■ 给定文段
计算机工程与应用 ›› 2025, Vol. 61 ›› Issue (21): 144-156.DOI: 10.3778/j.issn.1002-8331.2503-0235

• 理论与研发 • 上一篇    下一篇

端云协同离在线强化学习方法及其在兵棋上的应用

施伟,黄红蓝,梁星星,程光权,郑臻哲   

  1. 1.国防科技大学 系统工程学院 大数据与决策实验室,长沙 410073 
    2.火箭军工程大学 核工程学院,西安 710025
    3.上海交通大学 电子信息与电气工程学院,上海 200240
  • 出版日期:2025-11-01 发布日期:2025-10-31

Device-Cloud Collaborative Offline-to-Online Reinforcement Learning Method and Its Application in Wargame

SHI Wei, HUANG Honglan, LIANG Xingxing, CHENG Guangquan, ZHENG Zhenzhe   

  1. 1.Laboratory for Big Data and Decision, College of Systems Engineering, National University of Defense Technology, Changsha 410073, China
    2.College of Nuclear Engineering, Rocket Force University of Engineering, Xi’an 710025, China
    3.School of Electronic Information and Electrical Engineering, Shanghai Jiao Tong University, Shanghai 200240, China
  • Online:2025-11-01 Published:2025-10-31

摘要: 随着军事智能化技术演进,兵棋推演智能决策研究备受关注。针对传统云端集中式决策模式存在的通信延迟、数据安全风险和部署壁垒等问题,提出端云协同混合离在线强化学习框架(Decider),实现基于先验知识与试错数据的融合驱动决策。云端动态筛选高价值样本传输至边缘设备,缓解数据分布偏移问题,加速策略搜索;引入历史动量聚合算法,稳定模型训练。在海空对抗兵棋实验中,Decider策略搜索速度提升超过90%,平均对抗得分提高26%以上,且通信负载降至传统架构的9.5%。

取自某一集合的条目:
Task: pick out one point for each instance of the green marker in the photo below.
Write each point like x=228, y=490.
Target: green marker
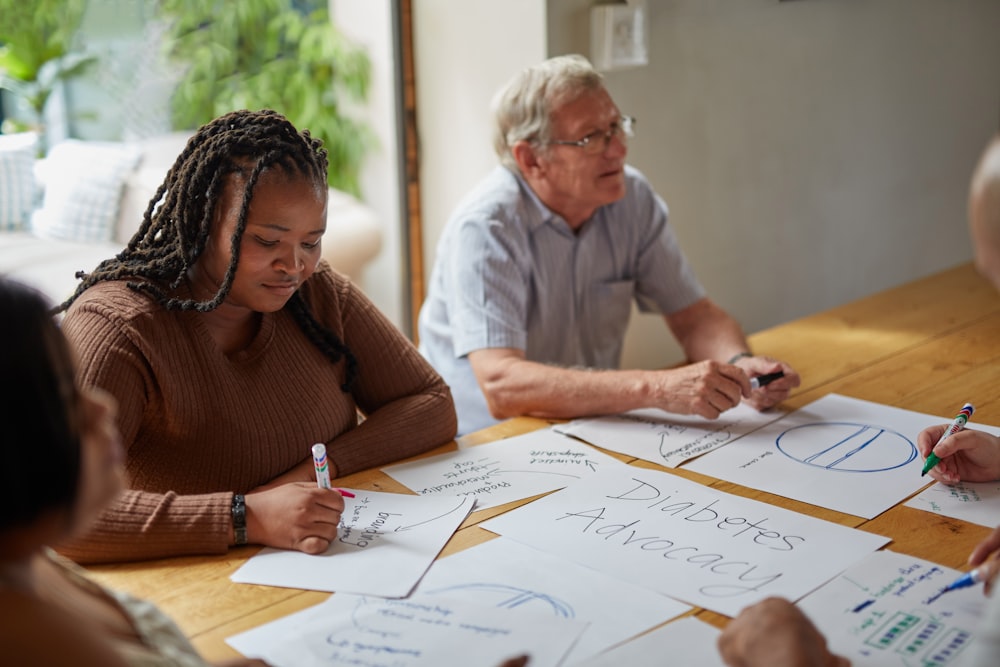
x=957, y=424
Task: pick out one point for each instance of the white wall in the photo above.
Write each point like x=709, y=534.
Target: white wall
x=811, y=152
x=464, y=50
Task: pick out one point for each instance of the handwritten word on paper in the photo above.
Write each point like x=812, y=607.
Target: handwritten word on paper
x=888, y=610
x=686, y=540
x=356, y=630
x=510, y=575
x=385, y=543
x=504, y=471
x=663, y=437
x=978, y=502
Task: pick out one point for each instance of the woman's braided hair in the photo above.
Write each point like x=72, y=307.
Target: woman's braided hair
x=177, y=222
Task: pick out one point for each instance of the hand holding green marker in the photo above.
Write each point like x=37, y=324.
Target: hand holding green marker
x=961, y=419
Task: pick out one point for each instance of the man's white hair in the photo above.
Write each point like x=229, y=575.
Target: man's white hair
x=523, y=108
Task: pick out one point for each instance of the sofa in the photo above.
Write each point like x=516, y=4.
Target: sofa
x=84, y=201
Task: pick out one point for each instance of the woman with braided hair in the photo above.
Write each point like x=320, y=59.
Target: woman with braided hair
x=232, y=348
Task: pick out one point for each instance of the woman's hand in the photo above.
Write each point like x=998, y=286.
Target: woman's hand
x=298, y=516
x=775, y=632
x=969, y=455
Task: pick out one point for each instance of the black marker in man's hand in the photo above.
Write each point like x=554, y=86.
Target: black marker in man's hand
x=767, y=378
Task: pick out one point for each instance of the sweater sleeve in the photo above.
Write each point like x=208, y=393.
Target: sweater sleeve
x=142, y=525
x=407, y=406
x=139, y=524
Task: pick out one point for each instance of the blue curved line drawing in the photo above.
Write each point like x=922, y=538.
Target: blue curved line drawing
x=883, y=454
x=510, y=597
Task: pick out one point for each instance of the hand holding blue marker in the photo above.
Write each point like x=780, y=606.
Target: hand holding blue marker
x=968, y=579
x=323, y=470
x=957, y=424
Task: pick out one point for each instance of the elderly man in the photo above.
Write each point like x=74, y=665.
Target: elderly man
x=537, y=268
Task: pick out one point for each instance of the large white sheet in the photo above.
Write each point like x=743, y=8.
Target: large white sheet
x=352, y=630
x=663, y=437
x=887, y=611
x=842, y=453
x=385, y=544
x=686, y=540
x=509, y=575
x=504, y=471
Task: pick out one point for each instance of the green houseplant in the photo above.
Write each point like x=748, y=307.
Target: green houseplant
x=279, y=54
x=38, y=51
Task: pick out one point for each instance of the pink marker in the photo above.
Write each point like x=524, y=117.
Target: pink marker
x=323, y=470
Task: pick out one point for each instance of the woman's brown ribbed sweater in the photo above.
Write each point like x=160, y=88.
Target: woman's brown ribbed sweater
x=198, y=425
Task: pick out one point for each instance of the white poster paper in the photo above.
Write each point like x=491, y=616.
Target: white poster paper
x=357, y=630
x=842, y=453
x=686, y=540
x=386, y=542
x=664, y=437
x=889, y=610
x=686, y=641
x=509, y=575
x=504, y=471
x=976, y=502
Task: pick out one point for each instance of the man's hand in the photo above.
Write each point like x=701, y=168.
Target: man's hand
x=775, y=392
x=298, y=516
x=969, y=455
x=988, y=550
x=705, y=388
x=775, y=632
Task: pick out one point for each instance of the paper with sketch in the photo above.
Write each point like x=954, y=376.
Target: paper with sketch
x=503, y=471
x=506, y=574
x=686, y=540
x=357, y=630
x=887, y=610
x=663, y=437
x=386, y=542
x=842, y=453
x=687, y=641
x=977, y=502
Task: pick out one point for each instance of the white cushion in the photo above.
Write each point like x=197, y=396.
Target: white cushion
x=17, y=179
x=83, y=187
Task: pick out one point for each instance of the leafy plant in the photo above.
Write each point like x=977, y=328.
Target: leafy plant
x=37, y=49
x=271, y=54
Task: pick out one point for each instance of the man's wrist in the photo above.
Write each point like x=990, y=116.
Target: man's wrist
x=739, y=355
x=239, y=515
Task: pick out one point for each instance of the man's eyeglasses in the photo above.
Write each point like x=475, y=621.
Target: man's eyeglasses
x=593, y=144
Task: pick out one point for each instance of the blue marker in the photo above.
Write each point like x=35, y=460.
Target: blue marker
x=968, y=579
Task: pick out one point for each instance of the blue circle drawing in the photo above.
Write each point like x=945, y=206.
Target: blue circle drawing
x=847, y=446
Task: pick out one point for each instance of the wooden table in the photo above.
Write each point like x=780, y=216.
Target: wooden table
x=928, y=346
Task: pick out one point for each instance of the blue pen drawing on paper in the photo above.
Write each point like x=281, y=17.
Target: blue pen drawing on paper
x=504, y=596
x=847, y=446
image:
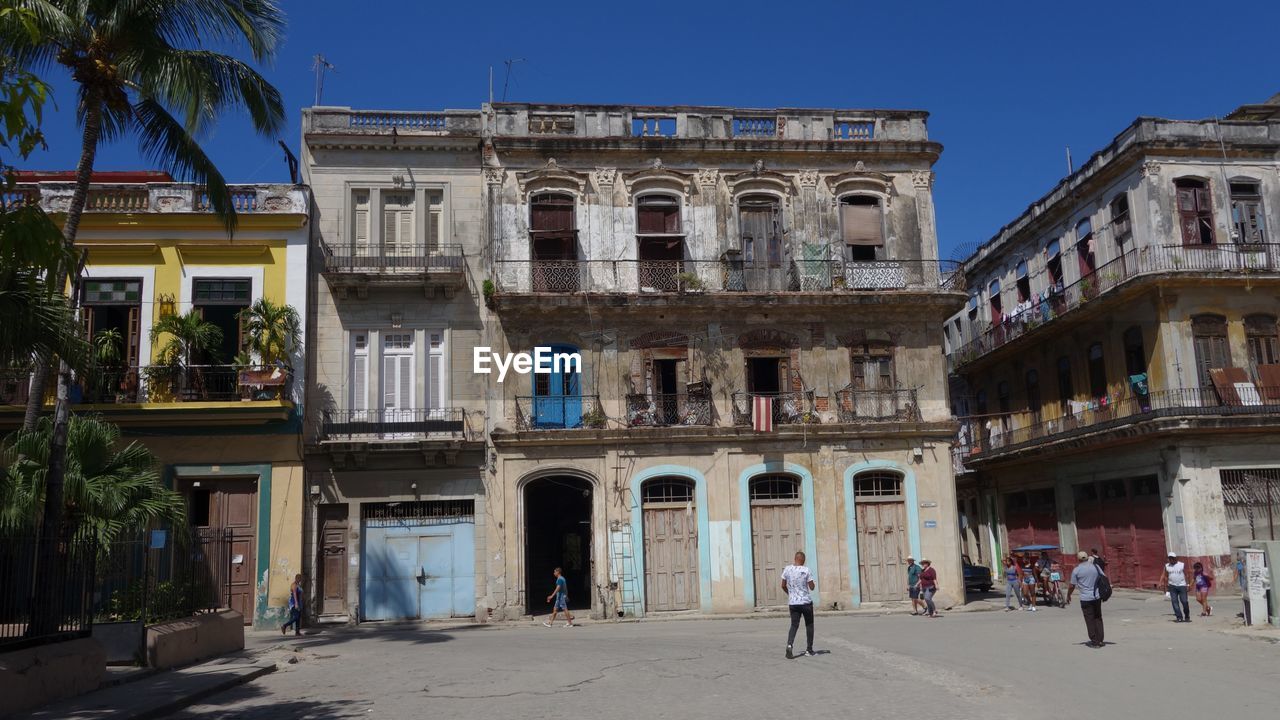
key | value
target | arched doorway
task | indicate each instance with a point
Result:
(777, 533)
(557, 534)
(670, 545)
(880, 504)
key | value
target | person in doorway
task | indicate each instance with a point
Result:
(295, 607)
(1013, 588)
(928, 587)
(913, 589)
(560, 596)
(1174, 578)
(1203, 583)
(798, 582)
(1086, 577)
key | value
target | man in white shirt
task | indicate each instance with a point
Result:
(1174, 578)
(798, 582)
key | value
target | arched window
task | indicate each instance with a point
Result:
(775, 487)
(1208, 333)
(1261, 332)
(881, 484)
(667, 490)
(1194, 212)
(862, 223)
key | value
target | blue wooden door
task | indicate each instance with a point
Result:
(558, 396)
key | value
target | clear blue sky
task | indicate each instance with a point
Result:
(1009, 85)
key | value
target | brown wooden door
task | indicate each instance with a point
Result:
(777, 533)
(671, 557)
(333, 560)
(881, 550)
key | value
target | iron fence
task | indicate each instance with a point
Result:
(789, 408)
(984, 436)
(45, 588)
(1060, 300)
(394, 424)
(895, 404)
(668, 409)
(560, 413)
(397, 258)
(560, 276)
(164, 574)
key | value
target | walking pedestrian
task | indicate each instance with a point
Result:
(928, 587)
(913, 579)
(1086, 577)
(1174, 578)
(295, 607)
(1011, 584)
(798, 580)
(560, 596)
(1203, 583)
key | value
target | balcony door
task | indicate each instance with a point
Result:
(558, 396)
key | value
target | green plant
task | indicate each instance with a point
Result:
(272, 332)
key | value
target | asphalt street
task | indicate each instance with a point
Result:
(990, 665)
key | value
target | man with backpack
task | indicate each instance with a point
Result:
(1095, 588)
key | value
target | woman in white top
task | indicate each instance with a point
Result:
(1174, 578)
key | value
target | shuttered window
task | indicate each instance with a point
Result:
(1211, 347)
(1247, 213)
(398, 223)
(1194, 212)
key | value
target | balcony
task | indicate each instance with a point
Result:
(877, 405)
(1210, 261)
(666, 410)
(789, 408)
(1001, 434)
(515, 278)
(398, 425)
(357, 267)
(560, 413)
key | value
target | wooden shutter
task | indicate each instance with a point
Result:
(862, 224)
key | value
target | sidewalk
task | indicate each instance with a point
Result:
(155, 695)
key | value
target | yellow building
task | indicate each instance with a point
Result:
(227, 433)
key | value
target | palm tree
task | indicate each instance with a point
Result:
(135, 60)
(274, 332)
(109, 490)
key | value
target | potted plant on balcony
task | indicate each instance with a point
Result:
(184, 337)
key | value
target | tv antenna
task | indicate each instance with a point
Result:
(507, 80)
(319, 65)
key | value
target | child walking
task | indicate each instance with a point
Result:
(1203, 583)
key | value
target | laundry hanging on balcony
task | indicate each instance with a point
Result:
(762, 414)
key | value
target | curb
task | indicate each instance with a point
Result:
(187, 701)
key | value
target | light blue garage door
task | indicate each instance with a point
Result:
(419, 560)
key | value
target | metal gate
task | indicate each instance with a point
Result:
(670, 545)
(777, 533)
(882, 543)
(419, 560)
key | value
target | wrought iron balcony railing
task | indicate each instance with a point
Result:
(789, 408)
(658, 410)
(435, 423)
(560, 413)
(1059, 300)
(862, 405)
(524, 277)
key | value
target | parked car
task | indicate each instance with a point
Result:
(976, 577)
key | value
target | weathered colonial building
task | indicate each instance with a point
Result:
(224, 428)
(754, 300)
(1116, 361)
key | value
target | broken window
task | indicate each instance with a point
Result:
(1194, 212)
(1247, 212)
(1120, 227)
(1211, 347)
(862, 224)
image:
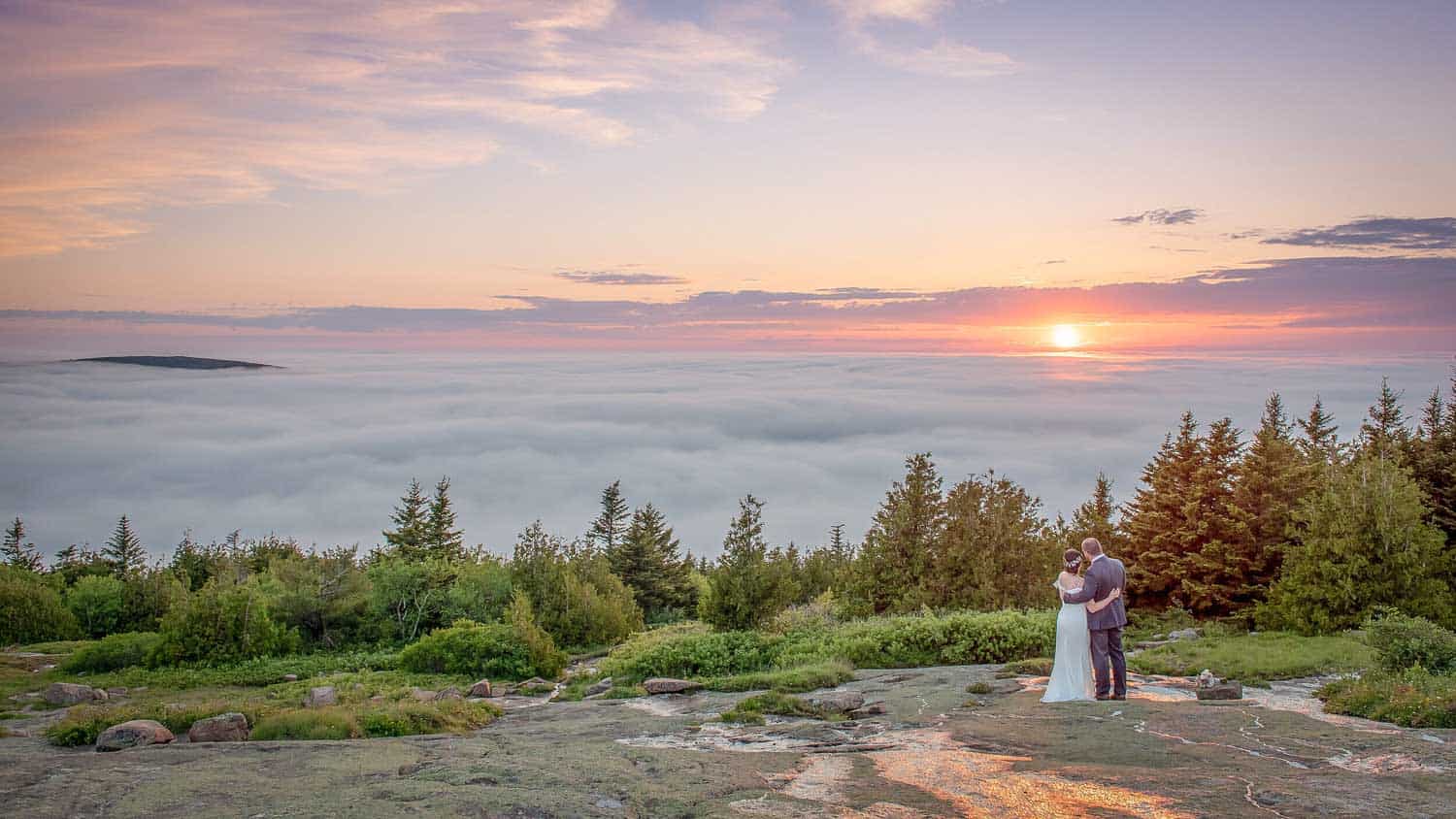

■ 任务要求
根据给定文段,在海空对抗兵棋实验中,Decider的通信负载降到了传统架构的多少?

■ 参考答案
传统架构的9.5%。